## Exercise details
Whenever a line in the following entries includes "weathered", tally it. Report nothing except the final count.

## Input material
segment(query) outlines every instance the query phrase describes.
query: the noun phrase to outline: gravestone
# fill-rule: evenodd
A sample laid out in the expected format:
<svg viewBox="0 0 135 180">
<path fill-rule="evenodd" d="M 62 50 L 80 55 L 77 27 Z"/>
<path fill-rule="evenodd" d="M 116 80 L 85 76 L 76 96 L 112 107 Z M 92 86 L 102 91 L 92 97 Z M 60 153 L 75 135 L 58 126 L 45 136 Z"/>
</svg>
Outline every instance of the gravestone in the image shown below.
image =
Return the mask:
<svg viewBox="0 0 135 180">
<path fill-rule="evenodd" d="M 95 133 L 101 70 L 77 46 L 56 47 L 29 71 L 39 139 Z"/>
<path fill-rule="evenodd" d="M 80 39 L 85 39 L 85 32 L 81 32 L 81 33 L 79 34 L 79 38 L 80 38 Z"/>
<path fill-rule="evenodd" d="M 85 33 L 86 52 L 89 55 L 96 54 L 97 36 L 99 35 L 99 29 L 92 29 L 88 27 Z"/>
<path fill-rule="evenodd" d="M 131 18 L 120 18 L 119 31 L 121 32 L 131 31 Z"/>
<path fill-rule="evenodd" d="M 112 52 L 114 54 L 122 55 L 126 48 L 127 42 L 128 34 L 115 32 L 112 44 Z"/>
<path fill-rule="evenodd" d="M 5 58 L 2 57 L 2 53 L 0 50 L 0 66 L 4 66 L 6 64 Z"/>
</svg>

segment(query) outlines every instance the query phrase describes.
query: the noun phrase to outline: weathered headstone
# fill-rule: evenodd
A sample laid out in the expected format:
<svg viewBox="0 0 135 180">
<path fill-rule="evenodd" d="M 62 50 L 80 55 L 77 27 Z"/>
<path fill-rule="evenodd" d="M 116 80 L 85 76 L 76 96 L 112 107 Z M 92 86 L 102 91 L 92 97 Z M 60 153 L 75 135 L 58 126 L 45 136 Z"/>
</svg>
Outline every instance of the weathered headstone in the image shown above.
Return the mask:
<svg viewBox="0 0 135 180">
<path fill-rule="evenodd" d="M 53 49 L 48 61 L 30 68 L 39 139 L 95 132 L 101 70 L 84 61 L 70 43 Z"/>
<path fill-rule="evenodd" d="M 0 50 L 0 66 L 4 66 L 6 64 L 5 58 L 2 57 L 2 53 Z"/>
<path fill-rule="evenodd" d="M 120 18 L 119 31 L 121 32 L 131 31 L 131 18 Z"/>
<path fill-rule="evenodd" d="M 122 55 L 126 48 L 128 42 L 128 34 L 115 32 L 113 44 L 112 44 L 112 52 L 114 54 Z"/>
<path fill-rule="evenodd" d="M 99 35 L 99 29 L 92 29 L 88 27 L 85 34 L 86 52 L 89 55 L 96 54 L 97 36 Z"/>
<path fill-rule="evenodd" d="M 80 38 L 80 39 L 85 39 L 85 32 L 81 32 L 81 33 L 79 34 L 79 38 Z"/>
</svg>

## Exercise result
2